▸ PROBLEM STATEMENT: Change every instance of "bounding box" in the listing below to "rectangular frame", and reproduce the listing with everything else left unchanged.

▸ MATERIAL FOR THIS EXERCISE:
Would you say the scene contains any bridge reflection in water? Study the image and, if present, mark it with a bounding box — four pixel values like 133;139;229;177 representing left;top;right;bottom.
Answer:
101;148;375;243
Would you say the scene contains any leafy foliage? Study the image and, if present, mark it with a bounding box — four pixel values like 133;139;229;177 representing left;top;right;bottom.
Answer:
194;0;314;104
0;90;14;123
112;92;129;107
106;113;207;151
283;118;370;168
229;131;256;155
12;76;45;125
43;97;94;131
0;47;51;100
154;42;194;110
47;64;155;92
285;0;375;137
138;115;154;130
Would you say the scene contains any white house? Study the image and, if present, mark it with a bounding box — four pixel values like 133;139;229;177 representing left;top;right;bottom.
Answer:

▸ COMPLETED EXERCISE:
Would you say the scene contains any bridge reflection in water? Study the image and, if present, mark it with a rectangular frame — four pixel values like 133;139;229;177 representing left;top;right;bottom.
Answer:
101;148;375;243
Would you say the scene contains any leafy foliage? Study the image and, if present, mark it with a rectangular frame — four pixel values like 133;139;229;177 representing left;top;right;bottom.
Answer:
194;0;314;104
0;90;14;123
112;92;129;107
106;113;207;151
283;118;370;168
229;131;256;155
12;76;45;125
43;97;94;131
0;47;51;100
154;42;194;110
47;64;155;92
285;0;375;137
138;115;154;130
Would you say the scene contains any white house? Study the image and, if present, mark it with a rectangular frame — four pixel values like 133;139;229;177 representing left;top;right;bottom.
Answer:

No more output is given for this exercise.